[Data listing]
** start **
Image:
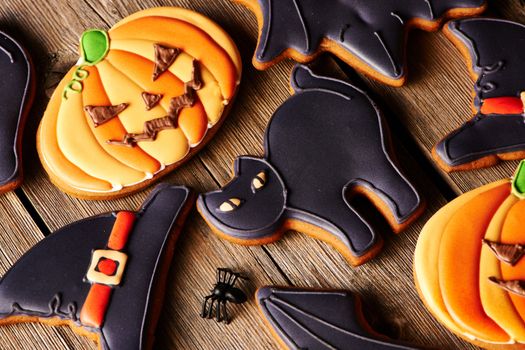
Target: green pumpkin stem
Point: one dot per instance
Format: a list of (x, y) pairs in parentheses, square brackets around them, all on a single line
[(94, 46), (518, 181)]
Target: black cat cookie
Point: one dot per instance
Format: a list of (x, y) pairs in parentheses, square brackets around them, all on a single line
[(103, 276), (319, 320), (16, 96), (325, 144), (496, 62), (368, 35)]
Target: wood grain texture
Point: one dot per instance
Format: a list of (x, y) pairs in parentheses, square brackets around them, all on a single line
[(435, 101)]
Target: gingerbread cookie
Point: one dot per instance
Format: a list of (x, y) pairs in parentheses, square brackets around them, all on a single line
[(143, 98), (469, 266), (16, 96), (319, 319), (368, 35), (104, 276), (497, 130), (324, 144)]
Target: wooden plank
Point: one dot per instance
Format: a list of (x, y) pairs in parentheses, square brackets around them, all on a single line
[(420, 107), (438, 96), (18, 233)]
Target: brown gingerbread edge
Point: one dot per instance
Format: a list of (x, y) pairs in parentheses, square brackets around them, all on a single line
[(484, 345), (360, 316), (157, 297), (489, 160), (87, 195), (28, 104), (349, 58)]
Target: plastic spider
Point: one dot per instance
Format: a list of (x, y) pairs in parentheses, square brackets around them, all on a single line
[(224, 291)]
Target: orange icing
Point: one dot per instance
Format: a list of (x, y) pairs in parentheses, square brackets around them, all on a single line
[(192, 121), (210, 93), (134, 157), (502, 105), (426, 256), (459, 259), (79, 145), (170, 145), (52, 158), (496, 301), (94, 308), (188, 38), (513, 232), (210, 27)]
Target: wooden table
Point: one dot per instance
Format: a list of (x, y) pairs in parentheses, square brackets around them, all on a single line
[(435, 101)]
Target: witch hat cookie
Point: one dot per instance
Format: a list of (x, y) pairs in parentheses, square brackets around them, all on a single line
[(368, 35), (16, 96), (319, 320), (324, 144), (143, 98), (469, 267), (496, 62), (104, 276)]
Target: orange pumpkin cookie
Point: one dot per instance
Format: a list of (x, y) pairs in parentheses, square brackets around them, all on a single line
[(143, 98), (468, 264)]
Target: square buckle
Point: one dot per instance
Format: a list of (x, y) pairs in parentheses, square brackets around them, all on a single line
[(96, 276)]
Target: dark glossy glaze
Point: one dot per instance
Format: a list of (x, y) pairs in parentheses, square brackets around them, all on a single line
[(318, 320), (494, 46), (322, 143), (49, 280), (371, 30), (15, 73)]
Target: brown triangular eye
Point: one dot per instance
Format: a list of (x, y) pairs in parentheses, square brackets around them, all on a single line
[(259, 181), (230, 205)]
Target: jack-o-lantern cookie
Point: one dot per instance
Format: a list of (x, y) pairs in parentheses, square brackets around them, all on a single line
[(497, 130), (103, 276), (368, 35), (143, 98), (16, 95), (324, 144), (319, 320), (469, 266)]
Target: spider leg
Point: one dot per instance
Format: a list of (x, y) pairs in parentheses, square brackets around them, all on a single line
[(210, 310), (204, 305), (226, 317), (218, 314)]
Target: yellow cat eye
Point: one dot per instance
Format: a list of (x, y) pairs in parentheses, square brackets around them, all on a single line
[(230, 205), (259, 181)]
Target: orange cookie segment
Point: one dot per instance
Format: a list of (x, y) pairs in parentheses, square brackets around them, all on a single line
[(188, 38), (459, 258), (426, 257), (50, 154), (210, 27), (192, 121), (512, 233), (78, 144), (210, 94), (171, 145), (496, 302), (94, 95)]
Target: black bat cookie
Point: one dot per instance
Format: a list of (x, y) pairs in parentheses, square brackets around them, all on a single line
[(324, 144), (369, 35), (319, 320), (16, 94), (104, 276), (493, 47)]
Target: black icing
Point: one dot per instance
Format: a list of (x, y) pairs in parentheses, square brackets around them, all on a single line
[(15, 77), (321, 143), (318, 320), (372, 30), (495, 49), (48, 281)]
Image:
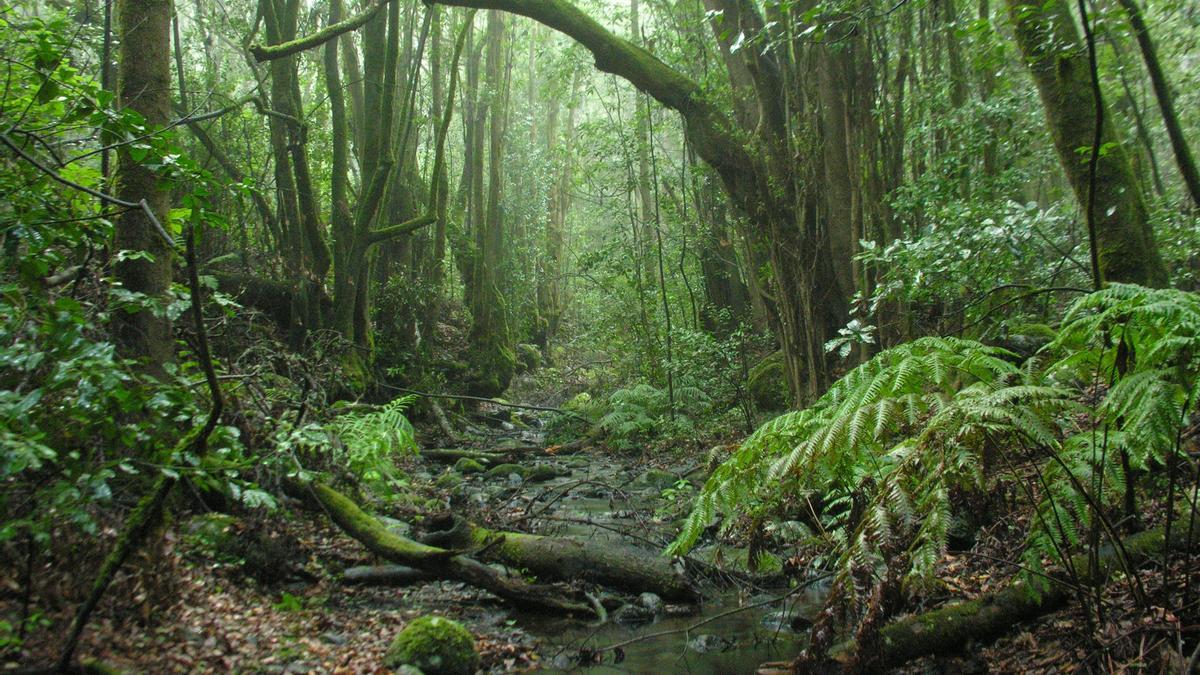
** end **
Please report, copied in full, every line of the material above that contains the word "icing".

Target: orange icing
Target: black icing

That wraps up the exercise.